[Excerpt from a dataset]
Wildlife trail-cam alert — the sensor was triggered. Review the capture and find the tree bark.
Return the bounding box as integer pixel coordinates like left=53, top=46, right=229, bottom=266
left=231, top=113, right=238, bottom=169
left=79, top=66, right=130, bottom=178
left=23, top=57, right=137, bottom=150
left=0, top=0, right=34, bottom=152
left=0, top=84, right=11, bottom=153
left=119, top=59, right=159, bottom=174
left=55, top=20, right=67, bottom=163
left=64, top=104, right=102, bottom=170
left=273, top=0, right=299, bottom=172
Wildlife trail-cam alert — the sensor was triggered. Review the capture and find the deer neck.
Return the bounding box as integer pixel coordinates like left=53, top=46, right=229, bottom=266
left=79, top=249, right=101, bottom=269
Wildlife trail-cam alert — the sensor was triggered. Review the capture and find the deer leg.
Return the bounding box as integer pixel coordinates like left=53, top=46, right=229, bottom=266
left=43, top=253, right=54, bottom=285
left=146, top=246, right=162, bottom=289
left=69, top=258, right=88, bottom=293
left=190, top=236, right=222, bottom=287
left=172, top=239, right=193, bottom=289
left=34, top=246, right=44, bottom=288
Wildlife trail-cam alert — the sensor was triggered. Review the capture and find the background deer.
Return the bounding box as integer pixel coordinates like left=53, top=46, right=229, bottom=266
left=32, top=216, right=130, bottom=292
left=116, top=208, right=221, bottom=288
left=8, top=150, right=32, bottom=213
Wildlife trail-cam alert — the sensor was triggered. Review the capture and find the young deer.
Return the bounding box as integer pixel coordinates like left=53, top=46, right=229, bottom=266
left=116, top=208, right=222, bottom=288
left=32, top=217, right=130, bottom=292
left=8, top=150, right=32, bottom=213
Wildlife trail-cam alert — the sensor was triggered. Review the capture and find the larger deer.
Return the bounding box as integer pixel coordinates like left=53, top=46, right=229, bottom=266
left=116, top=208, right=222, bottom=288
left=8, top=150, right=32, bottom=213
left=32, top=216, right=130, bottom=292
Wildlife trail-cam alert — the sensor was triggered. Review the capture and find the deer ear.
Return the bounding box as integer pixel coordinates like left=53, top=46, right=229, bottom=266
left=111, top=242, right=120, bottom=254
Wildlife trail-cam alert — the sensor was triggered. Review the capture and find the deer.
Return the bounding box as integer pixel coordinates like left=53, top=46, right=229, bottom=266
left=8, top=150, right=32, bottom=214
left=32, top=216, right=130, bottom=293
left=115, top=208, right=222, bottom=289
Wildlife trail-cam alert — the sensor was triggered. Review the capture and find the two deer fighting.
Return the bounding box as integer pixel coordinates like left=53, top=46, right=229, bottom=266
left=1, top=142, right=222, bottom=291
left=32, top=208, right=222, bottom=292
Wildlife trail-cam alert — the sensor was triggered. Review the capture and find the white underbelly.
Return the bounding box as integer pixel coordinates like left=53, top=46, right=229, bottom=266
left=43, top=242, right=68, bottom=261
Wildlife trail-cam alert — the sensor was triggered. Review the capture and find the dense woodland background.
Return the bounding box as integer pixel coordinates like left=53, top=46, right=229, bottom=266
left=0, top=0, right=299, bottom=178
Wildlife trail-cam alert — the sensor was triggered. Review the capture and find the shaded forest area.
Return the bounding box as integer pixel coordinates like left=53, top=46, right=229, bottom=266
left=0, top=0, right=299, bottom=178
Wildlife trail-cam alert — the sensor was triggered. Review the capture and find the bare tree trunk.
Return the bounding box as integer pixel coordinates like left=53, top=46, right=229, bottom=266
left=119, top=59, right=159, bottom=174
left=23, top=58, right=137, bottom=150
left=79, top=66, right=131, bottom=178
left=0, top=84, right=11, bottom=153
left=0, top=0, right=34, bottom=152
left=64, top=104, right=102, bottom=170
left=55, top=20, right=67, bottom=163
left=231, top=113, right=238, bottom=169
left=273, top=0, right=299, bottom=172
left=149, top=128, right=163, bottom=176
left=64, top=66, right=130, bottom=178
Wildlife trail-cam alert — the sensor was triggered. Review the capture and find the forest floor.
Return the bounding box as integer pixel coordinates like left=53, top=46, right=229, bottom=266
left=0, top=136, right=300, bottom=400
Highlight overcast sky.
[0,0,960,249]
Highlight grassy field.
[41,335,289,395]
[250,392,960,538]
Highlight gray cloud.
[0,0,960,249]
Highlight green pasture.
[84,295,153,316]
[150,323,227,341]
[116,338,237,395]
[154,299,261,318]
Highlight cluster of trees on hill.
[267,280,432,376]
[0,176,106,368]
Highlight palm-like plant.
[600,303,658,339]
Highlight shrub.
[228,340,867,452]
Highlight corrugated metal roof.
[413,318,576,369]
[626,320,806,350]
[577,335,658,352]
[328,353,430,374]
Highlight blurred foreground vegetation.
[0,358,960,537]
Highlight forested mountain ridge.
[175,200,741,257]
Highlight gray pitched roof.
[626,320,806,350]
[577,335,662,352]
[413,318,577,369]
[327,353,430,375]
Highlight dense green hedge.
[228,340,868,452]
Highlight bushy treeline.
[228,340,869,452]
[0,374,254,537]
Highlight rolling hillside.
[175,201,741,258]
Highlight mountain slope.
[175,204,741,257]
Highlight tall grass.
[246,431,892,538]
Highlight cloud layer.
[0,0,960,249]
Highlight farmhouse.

Stated problem >> Rewrite the records from the line containing "Highlight dense green hedge." up to and including the last line, swapping "tall grass" for "long grass" and leaving everything else unchanged.

Answer to this problem >>
Highlight dense green hedge.
[228,340,868,452]
Highlight bushy treeline.
[228,340,869,452]
[0,374,254,537]
Highlight rolling hillside.
[175,201,741,258]
Highlight mountain slope.
[175,204,741,257]
Highlight long grass.
[246,431,892,538]
Highlight cloud layer.
[0,0,960,249]
Highlight farmhouse.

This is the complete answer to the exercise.